▶ **DIRECTIVES**:
1/ Duplicate the stretch of the turbocharger housing patent from "Publication number: EP0204509B1" through "with such housings.".
2/ Answer these questions using the turbocharger housing patent:
(a) Who is listed as the inventor?
(b) What is the filing date?
(c) According to the description, where is the partition wall mounted in the construction disclosed by FR-A-2 514 416?
3/ Write the next part of the turbocharger housing patent, following on from its last sentence.

▶ **DOCUMENT**:
┄┄┄┄┄┄

EP0204509B1

EP0204509B1 - Housing for turbocharger

Info

Publication number: EP0204509B1
Application number: EP86304068A
Authority: EP
Inventors: Takaaki Koike
Original assignee: IHI Corp
Current assignee: IHI Corp
Priority date: 1985-05-29
Filing date: 1986-05-29
Publication date: 1989-07-26
Also published as: JPH0238033Y2; EP0204509A1; DE3664662D1; JPS61197228U; US4693668A

Description

The present invention relates to housings for turbochargers and to turbochargers provided with such housings.
FR-A-2 465 069 discloses a turbocharger housing defining an annular passage for gas flow, which passage is divided axially into two separate scroll-like paths for respective gas flows. The division is effected by an integral annular partition wall substantially in a radial plane and extending circumferentially within the housing. FR-A-2 514 416 discloses a similar construction in which the partition wall is mounted in the housing in a groove defined by two housing members so as to permit radial and circumferential movement to allow for thermal expansion. However, this creates a sealing problem at the inlet to the two flow paths, and it is desired to avoid mixing between the two gas flows at the inlet.

┄┄┄┄┄┄

▶ **DATA**:

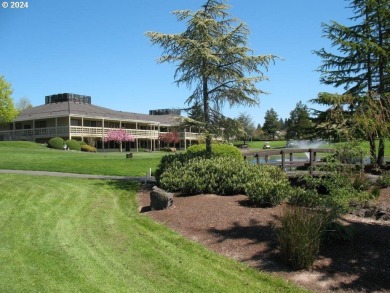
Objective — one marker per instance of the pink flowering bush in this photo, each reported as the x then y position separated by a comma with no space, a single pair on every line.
119,136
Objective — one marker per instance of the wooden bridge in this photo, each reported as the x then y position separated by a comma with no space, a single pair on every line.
286,161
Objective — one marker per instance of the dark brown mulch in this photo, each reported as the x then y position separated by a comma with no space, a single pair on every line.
229,226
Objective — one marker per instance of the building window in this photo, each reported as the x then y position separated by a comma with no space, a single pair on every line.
40,124
75,122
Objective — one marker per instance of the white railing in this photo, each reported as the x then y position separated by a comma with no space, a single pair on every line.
101,132
37,132
79,131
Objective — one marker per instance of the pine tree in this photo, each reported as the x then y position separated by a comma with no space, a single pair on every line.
7,108
271,123
362,65
299,123
211,55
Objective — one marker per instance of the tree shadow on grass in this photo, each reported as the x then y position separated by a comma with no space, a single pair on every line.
259,234
366,259
120,184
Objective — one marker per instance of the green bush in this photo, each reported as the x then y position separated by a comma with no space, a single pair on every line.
384,179
335,191
88,148
217,175
217,150
224,176
300,233
56,143
269,186
73,144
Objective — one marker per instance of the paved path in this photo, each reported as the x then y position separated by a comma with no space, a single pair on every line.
73,175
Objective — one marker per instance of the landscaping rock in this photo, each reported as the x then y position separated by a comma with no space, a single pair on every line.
160,199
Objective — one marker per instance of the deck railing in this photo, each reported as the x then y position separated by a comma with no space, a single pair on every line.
79,131
286,159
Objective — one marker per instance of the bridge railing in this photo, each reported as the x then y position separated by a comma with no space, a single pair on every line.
287,161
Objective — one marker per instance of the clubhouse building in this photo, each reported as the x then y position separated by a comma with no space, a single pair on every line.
73,116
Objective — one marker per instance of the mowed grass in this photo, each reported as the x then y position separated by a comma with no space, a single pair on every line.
78,235
33,156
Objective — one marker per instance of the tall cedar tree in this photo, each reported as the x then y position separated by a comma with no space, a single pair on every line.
211,55
299,123
271,123
7,108
362,65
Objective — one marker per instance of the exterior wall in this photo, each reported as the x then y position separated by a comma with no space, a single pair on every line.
89,129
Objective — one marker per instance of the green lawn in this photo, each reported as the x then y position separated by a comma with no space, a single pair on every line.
32,156
78,235
282,144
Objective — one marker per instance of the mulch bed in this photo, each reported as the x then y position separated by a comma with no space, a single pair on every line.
230,226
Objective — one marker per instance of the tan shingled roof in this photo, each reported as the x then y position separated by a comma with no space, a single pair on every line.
64,109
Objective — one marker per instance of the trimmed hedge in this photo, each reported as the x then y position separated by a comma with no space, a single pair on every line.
56,143
264,185
73,145
88,148
217,150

┄┄┄┄┄┄

▶ **ANSWERS GIVEN**:
1/
Publication number: EP0204509B1
Application number: EP86304068A
Authority: EP
Inventors: Takaaki Koike
Original assignee: IHI Corp
Current assignee: IHI Corp
Priority date: 1985-05-29
Filing date: 1986-05-29
Publication date: 1989-07-26
Also published as: JPH0238033Y2; EP0204509A1; DE3664662D1; JPS61197228U; US4693668A

Description

The present invention relates to housings for turbochargers and to turbochargers provided with such housings.

2/
(a) Takaaki Koike
(b) 1986-05-29
(c) In a groove defined by two housing members

3/
An object of the present invention is to provide a turbocharger housing having a scroll-like passage subdivided into a plurality of sub-passages by at least one partition wall in which mixing of gas flows in respective sub-passages at inlet ends thereof is at least substantially prevented.
Another object of the present invention is to provide a turbocharger housing having a partition wall and improved sealing at peripheral regions of said wall.
According to one aspect of the invention, there is provided a housing for a turbocharger having a scroll-like passage sub-divided into a plurality of sub-passages by at least one partition wall, the housing defining an inlet aperture for the passage and said wall extending to the region of said aperture, characterised by a support member mounted on said housing and extending across said aperture between opposing surfaces thereof, the support member engaging an end of said wall in a manner such as to permit movement of said wall relative to the support member in directions transverse of said aperture.
Preferably, the passage has a channel in its interior wall which accomodates an outer edge of said partition wall. This provides effective peripheral sealing of the partition wall.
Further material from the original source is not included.